Start of Listed entries

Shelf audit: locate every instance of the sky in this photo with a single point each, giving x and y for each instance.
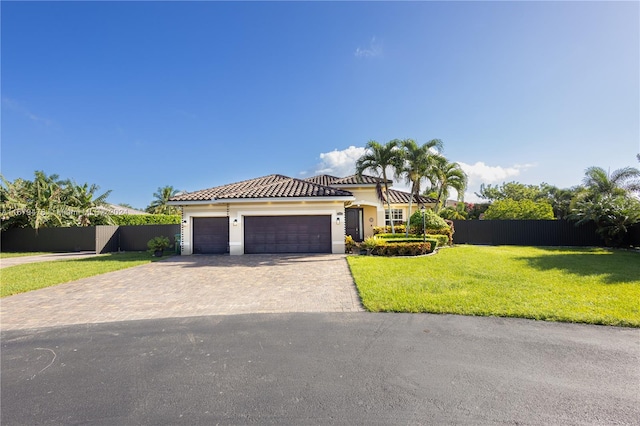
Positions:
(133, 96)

End of Listed entries
Start of Listed entries

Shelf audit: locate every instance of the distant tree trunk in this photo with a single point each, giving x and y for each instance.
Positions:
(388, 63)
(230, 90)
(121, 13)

End of Listed entries
Start of Listed entries

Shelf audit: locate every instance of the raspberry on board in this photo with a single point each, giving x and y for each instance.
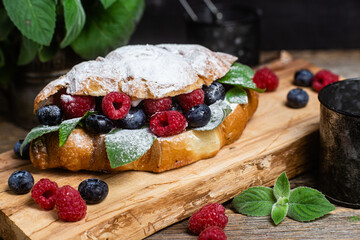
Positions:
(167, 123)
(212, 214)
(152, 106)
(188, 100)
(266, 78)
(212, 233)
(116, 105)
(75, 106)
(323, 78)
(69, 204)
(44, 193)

End of Listed entries

Work to complete:
Look over the records above, and wherever a line contains the string "audit", copy that line.

Solution to the exercise:
Shelf audit: locate every instance of the sky in this photo with a single point each, giving x and y for each instance.
Shelf audit: locate every instance of the distant tree trunk in this photo with a single point each, giving x and y for each instance.
Shelf audit: locate every instance of the raspberry on board in this photo with a single point each, giving x and y for each instance.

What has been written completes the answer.